# [TASK DETAILS]
An exact copy is needed of the lines in the entries below from the line with "Target: throw pillow" up to and including the line with "Each instance of the forested", and of nothing else. Leave the pictures out.

======

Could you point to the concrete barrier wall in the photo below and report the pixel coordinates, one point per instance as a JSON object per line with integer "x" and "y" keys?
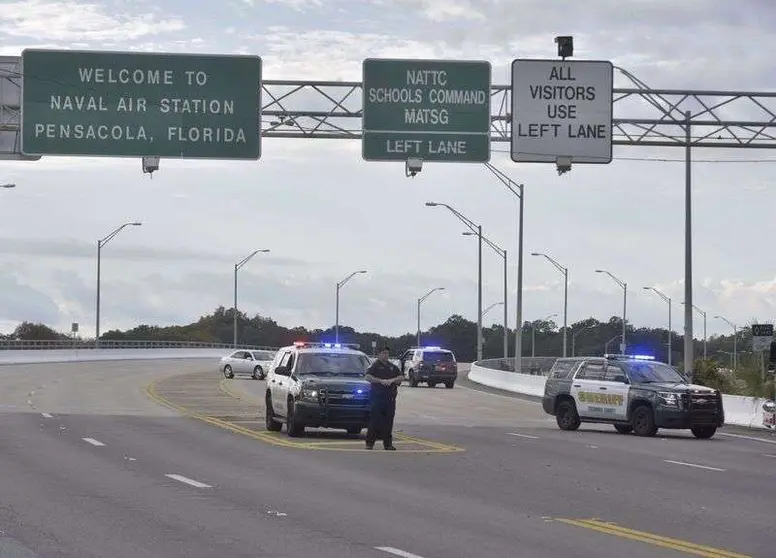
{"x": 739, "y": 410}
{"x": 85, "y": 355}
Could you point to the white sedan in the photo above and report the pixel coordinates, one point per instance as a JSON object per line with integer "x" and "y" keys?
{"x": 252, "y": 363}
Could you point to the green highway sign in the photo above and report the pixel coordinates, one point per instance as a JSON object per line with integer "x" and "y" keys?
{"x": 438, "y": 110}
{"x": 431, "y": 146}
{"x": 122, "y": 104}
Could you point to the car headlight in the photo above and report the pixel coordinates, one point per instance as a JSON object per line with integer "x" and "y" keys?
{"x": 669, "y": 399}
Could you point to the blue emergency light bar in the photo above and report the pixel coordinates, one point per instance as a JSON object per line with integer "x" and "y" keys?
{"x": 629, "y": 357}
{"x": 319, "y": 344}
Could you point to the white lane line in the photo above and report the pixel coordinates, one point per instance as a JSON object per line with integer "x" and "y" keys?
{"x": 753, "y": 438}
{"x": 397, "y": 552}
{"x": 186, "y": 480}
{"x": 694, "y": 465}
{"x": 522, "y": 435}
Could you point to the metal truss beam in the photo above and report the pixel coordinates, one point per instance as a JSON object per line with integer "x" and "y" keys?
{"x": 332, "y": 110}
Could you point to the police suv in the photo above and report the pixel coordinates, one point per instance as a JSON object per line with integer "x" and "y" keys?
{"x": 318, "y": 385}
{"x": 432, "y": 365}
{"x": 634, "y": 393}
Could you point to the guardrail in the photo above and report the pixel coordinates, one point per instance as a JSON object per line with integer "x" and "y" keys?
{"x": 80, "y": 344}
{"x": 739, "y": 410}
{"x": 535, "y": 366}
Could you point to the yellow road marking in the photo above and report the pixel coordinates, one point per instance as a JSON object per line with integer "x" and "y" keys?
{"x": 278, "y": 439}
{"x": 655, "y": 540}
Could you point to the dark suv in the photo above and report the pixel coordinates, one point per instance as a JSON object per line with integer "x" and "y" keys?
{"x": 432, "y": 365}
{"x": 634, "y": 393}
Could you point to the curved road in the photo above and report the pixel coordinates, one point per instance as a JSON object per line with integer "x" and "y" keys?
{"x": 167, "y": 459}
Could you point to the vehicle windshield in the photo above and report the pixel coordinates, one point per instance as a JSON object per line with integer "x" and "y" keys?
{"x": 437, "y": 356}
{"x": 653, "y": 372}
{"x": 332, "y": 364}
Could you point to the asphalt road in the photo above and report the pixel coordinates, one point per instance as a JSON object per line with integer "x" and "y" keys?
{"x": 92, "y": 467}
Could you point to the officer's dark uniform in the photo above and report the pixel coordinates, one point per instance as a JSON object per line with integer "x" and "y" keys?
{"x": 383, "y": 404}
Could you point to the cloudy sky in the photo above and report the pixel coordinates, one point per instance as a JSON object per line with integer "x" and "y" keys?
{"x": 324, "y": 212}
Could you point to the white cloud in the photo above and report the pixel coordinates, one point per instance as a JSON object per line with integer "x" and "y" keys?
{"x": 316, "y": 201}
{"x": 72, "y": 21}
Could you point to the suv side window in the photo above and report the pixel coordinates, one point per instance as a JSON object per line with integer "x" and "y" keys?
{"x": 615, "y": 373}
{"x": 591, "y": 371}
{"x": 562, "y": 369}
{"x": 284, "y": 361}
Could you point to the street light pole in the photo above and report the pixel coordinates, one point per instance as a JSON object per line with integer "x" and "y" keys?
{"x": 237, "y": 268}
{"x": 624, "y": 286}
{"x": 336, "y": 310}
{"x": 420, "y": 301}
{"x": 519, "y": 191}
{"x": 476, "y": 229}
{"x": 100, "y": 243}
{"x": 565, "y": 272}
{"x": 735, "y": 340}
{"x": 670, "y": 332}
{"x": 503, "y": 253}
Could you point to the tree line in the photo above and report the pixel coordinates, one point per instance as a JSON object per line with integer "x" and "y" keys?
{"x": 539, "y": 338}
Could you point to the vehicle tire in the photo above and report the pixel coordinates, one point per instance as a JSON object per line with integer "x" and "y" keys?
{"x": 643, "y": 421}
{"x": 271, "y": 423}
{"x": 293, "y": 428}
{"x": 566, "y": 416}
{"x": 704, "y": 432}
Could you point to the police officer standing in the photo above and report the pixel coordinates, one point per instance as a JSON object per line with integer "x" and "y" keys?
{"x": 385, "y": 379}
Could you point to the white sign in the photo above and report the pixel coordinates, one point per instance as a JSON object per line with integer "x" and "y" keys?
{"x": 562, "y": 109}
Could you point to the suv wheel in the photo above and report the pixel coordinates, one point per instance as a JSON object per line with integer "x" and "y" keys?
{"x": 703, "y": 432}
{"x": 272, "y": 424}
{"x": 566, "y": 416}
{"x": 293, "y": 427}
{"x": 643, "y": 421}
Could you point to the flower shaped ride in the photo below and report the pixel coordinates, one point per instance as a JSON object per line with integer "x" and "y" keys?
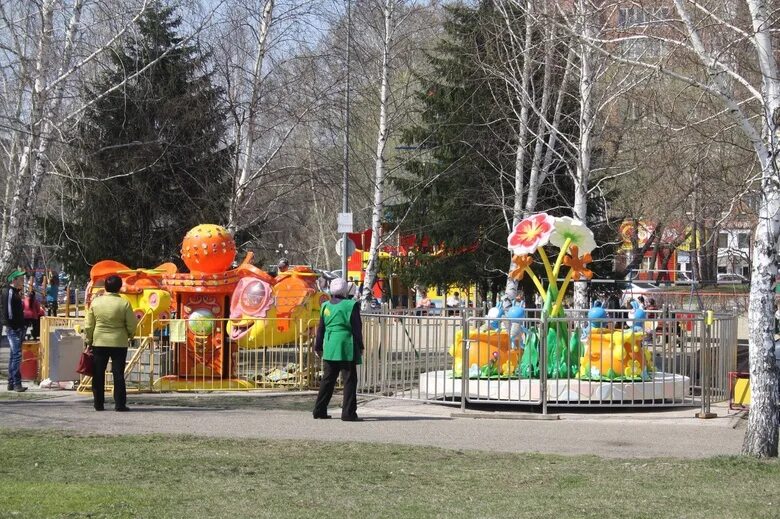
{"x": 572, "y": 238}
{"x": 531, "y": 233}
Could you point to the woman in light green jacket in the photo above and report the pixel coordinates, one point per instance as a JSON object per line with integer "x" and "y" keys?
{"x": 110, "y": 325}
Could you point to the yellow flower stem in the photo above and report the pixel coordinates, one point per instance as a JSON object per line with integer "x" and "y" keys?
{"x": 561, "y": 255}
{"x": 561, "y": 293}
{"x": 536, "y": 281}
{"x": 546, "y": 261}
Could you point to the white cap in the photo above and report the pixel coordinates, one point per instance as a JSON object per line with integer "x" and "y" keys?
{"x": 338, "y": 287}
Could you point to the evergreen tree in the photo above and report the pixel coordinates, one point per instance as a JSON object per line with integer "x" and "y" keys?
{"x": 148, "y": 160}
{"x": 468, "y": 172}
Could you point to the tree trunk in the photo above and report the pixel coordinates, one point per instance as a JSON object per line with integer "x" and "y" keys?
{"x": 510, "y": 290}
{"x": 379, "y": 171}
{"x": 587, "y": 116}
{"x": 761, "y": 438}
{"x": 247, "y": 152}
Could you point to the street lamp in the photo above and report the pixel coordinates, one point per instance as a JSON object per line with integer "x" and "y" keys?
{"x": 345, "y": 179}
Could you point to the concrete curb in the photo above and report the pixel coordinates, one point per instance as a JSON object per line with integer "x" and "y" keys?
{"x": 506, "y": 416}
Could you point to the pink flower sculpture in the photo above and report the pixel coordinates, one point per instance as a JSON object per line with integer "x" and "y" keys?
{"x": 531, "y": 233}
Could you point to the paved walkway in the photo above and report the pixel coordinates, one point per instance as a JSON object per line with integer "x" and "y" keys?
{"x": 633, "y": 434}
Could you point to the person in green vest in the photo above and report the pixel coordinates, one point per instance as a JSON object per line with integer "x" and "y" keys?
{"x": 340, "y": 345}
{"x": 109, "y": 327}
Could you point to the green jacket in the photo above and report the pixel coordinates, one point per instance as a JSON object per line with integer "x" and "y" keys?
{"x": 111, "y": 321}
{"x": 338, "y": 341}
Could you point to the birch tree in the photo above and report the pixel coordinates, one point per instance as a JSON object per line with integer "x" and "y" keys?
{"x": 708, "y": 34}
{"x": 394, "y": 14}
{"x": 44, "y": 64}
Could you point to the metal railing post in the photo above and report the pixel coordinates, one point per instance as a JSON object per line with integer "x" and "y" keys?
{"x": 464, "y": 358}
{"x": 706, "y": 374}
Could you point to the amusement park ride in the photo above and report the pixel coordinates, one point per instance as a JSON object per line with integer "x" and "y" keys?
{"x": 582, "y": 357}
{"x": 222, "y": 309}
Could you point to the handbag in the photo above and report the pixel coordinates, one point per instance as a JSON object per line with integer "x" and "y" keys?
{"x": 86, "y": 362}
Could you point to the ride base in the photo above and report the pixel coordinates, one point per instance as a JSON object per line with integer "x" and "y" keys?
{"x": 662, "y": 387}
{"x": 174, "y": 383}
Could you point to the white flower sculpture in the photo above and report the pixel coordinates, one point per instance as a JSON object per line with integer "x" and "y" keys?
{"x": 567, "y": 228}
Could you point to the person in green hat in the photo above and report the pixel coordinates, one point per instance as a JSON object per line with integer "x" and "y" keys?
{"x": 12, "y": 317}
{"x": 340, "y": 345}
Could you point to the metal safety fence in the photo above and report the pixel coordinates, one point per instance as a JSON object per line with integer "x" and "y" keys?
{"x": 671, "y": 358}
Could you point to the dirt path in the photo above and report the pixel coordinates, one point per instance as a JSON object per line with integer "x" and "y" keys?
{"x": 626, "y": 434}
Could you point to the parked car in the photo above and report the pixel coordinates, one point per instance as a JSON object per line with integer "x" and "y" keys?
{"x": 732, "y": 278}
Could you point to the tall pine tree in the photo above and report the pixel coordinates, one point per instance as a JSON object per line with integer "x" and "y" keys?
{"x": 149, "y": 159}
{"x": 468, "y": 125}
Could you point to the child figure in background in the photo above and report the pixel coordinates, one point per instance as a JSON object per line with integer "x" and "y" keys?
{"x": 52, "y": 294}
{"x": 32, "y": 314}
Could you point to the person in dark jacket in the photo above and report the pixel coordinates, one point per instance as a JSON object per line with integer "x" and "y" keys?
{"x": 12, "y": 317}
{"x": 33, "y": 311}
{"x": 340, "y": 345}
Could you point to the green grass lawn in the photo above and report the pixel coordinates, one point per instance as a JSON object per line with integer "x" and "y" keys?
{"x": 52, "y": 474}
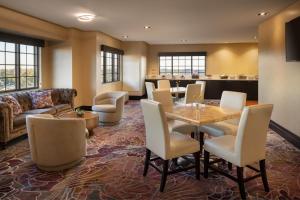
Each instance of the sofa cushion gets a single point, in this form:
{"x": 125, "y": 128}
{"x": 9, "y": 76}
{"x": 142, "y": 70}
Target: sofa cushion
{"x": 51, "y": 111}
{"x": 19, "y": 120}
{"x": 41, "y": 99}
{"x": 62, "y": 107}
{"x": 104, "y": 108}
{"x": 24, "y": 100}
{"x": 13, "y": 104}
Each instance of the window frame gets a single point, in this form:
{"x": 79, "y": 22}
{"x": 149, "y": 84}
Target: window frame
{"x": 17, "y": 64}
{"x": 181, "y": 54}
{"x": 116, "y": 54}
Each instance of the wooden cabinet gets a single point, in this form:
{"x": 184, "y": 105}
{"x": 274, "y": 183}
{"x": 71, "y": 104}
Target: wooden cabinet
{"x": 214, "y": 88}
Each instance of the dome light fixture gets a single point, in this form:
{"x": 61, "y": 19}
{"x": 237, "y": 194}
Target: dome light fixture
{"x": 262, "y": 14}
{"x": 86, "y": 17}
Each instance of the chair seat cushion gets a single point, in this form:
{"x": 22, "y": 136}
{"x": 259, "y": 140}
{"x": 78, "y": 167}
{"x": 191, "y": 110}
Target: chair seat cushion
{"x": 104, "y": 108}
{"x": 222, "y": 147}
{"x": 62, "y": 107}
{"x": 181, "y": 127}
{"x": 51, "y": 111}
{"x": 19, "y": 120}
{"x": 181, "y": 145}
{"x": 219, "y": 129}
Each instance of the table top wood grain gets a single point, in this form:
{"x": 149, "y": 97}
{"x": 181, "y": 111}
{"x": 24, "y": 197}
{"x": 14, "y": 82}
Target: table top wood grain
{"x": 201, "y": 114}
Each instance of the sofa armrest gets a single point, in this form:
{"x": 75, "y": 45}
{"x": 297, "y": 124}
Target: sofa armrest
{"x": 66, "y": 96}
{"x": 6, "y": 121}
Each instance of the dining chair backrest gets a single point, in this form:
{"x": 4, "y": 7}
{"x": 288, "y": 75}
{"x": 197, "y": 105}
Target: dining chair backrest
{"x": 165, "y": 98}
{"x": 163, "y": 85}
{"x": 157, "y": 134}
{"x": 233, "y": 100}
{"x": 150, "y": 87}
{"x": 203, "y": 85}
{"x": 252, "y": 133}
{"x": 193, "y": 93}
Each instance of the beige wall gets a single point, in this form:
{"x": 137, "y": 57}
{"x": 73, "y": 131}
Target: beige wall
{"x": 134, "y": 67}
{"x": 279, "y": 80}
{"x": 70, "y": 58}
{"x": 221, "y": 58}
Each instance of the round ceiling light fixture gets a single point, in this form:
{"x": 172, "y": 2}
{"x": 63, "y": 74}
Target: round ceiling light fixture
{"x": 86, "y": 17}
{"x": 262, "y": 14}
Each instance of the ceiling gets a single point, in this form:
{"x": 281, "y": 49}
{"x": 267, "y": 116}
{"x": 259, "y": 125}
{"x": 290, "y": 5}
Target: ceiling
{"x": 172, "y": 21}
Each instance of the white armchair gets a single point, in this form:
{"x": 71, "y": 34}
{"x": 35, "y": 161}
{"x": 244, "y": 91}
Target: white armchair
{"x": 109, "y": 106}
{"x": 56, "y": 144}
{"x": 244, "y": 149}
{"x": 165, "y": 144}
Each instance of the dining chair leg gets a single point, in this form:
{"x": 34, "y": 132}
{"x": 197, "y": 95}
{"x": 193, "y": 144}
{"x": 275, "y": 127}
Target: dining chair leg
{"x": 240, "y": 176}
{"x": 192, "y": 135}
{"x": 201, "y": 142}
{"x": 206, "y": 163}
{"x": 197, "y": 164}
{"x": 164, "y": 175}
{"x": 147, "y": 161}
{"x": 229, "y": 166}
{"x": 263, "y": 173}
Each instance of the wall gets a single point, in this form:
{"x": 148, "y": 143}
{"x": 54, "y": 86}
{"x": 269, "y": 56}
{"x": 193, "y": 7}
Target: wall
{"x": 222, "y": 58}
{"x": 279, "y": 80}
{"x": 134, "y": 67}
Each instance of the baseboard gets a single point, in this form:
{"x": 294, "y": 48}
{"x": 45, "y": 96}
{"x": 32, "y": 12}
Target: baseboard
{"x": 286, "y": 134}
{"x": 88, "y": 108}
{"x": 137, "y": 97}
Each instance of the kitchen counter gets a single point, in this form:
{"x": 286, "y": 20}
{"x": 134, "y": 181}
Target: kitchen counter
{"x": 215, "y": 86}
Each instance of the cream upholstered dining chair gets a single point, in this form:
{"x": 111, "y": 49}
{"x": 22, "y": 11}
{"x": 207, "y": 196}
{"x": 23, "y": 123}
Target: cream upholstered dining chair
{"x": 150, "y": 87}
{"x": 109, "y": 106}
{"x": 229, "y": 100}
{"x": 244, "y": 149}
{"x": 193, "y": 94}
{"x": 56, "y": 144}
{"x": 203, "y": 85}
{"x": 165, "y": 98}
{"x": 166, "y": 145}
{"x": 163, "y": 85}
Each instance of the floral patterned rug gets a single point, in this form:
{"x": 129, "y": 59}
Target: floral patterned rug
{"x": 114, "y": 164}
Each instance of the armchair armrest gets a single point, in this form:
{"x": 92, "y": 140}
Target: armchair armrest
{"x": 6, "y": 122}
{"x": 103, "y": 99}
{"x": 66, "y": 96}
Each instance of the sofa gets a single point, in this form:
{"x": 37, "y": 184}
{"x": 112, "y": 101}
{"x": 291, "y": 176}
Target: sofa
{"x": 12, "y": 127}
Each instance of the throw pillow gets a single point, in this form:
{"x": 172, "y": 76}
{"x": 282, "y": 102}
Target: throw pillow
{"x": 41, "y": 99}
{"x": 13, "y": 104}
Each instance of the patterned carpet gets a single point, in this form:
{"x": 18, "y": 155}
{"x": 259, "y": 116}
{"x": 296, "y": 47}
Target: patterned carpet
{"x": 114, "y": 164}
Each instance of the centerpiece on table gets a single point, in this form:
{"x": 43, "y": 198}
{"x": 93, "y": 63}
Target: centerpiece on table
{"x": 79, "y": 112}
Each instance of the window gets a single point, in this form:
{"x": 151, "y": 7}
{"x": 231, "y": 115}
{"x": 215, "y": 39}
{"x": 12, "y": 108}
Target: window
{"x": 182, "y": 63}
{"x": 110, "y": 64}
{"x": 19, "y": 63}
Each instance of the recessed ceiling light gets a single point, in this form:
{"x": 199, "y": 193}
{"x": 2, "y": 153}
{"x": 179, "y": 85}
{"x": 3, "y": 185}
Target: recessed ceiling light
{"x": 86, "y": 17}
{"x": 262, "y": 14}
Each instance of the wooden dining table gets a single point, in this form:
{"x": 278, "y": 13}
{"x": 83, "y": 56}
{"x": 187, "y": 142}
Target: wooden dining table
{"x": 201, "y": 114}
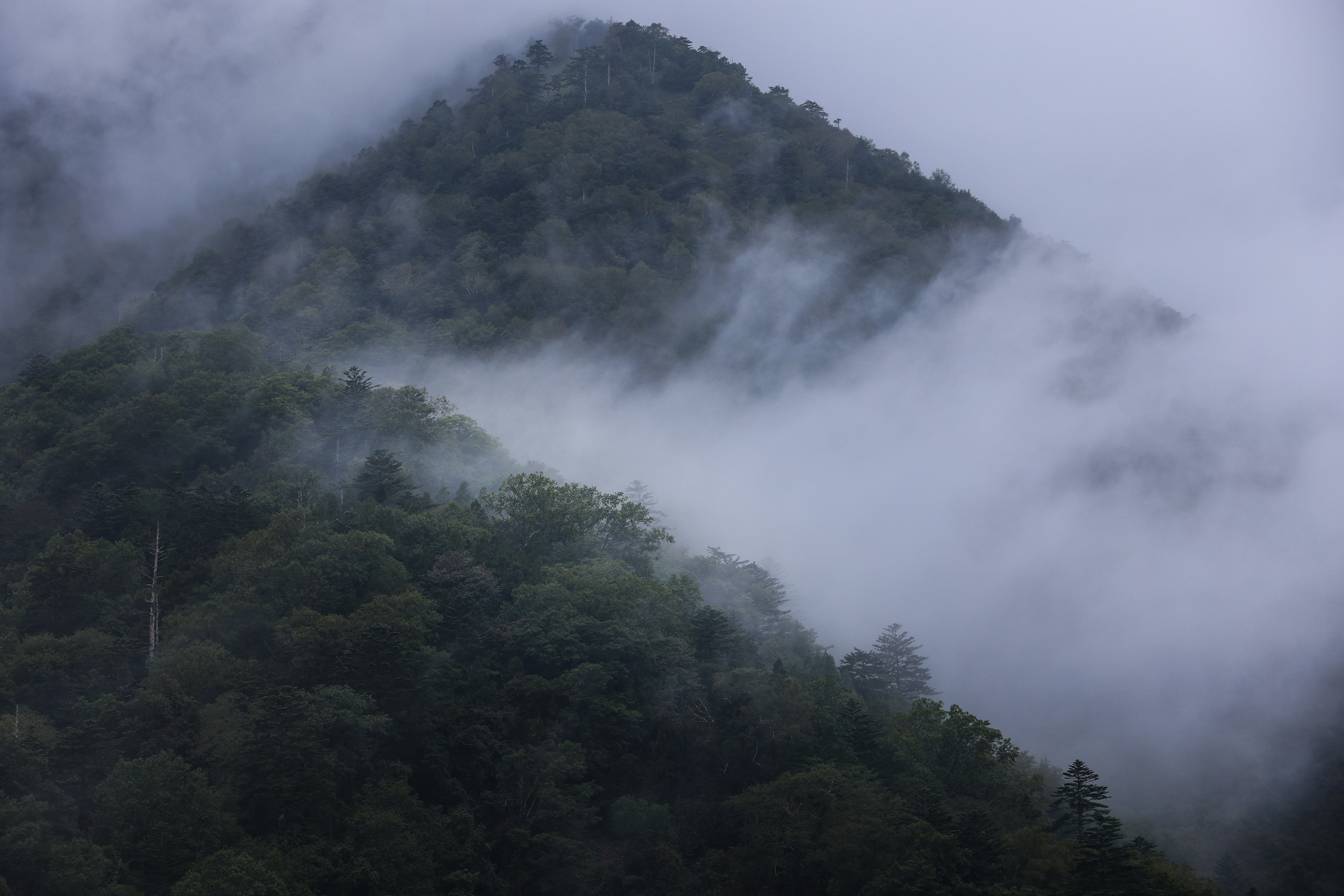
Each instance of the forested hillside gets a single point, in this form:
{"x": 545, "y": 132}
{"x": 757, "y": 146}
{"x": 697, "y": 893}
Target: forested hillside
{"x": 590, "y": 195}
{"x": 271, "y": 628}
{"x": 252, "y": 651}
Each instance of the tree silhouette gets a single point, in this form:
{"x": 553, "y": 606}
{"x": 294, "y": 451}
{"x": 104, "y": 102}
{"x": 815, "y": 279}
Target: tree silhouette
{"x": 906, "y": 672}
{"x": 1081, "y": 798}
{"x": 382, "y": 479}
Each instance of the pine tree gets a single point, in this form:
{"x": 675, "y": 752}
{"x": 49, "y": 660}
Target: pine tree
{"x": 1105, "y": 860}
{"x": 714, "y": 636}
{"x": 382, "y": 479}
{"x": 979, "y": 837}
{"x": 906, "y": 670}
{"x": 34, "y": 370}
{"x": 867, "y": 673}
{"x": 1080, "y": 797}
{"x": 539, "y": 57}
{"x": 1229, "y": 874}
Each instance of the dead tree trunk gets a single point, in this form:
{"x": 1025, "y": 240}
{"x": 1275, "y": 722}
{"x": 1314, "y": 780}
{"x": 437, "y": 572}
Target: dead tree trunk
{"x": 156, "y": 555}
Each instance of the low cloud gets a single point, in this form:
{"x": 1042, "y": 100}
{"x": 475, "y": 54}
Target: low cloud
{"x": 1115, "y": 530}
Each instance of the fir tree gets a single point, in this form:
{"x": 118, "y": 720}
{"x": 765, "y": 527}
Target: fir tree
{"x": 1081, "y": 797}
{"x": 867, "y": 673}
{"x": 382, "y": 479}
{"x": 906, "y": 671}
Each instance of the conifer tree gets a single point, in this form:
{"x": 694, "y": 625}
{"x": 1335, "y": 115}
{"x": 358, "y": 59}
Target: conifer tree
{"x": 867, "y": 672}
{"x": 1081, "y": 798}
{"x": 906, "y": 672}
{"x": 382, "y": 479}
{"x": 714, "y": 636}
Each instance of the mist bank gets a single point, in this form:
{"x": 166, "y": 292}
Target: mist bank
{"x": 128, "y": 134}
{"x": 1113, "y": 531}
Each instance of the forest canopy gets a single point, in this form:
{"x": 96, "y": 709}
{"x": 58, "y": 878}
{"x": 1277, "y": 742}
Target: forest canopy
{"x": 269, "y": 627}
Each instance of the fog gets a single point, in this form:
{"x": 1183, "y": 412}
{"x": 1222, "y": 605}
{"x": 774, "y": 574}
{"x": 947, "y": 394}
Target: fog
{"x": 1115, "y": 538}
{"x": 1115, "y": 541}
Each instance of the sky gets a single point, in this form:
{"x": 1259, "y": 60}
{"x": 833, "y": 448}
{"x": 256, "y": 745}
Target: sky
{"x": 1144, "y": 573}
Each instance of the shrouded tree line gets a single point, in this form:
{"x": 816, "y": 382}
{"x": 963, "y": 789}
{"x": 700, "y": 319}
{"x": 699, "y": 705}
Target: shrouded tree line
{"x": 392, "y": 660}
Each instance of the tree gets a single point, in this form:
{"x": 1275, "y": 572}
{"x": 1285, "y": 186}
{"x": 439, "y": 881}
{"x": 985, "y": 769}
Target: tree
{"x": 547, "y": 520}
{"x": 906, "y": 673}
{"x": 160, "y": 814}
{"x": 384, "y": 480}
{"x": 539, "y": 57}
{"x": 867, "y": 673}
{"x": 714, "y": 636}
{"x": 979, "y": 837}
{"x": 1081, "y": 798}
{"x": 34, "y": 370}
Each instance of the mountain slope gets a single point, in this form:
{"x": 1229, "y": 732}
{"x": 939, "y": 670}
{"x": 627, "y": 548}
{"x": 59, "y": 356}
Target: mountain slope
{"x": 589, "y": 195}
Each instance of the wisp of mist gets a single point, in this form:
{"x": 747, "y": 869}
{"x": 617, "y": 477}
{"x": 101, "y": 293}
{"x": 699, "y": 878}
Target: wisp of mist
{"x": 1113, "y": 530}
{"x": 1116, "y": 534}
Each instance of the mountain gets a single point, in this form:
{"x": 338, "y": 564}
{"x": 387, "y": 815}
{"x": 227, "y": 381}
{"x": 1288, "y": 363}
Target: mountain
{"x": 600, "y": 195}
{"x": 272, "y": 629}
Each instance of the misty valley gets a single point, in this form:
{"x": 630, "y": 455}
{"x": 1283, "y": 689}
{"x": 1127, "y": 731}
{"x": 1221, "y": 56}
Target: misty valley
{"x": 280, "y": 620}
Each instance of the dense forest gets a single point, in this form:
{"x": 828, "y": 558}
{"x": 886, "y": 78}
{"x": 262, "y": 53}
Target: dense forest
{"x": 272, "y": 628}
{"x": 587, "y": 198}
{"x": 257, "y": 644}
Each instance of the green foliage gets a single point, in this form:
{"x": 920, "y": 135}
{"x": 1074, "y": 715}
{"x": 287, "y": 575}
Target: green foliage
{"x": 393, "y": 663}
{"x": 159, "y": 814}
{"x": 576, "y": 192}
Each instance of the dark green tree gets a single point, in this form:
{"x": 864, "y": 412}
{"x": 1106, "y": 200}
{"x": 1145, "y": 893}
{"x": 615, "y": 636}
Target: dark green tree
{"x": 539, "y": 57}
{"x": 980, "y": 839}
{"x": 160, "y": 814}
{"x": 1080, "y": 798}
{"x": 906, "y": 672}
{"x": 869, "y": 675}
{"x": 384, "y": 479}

======

# [SOLVED PROBLEM]
Target: throw pillow
{"x": 41, "y": 99}
{"x": 13, "y": 104}
Each instance of the patterned carpet gets a single point, in this form:
{"x": 18, "y": 155}
{"x": 259, "y": 116}
{"x": 296, "y": 47}
Target: patterned carpet
{"x": 114, "y": 164}
Each instance of the centerpiece on table gets a single point, in this form:
{"x": 43, "y": 198}
{"x": 93, "y": 63}
Target: centerpiece on table
{"x": 79, "y": 112}
Each instance of the window gets a single point, in this form:
{"x": 151, "y": 7}
{"x": 231, "y": 115}
{"x": 215, "y": 39}
{"x": 12, "y": 108}
Target: window
{"x": 182, "y": 63}
{"x": 110, "y": 64}
{"x": 19, "y": 63}
Each instance of the recessed ceiling light gets a single point, in this form:
{"x": 199, "y": 193}
{"x": 2, "y": 153}
{"x": 179, "y": 85}
{"x": 3, "y": 185}
Target: recessed ceiling light
{"x": 86, "y": 17}
{"x": 262, "y": 14}
Each instance of the wooden dining table gets a single point, in this form:
{"x": 278, "y": 13}
{"x": 83, "y": 56}
{"x": 187, "y": 142}
Target: wooden dining table
{"x": 201, "y": 114}
Each instance of the forested hillside gets a single point, in this form:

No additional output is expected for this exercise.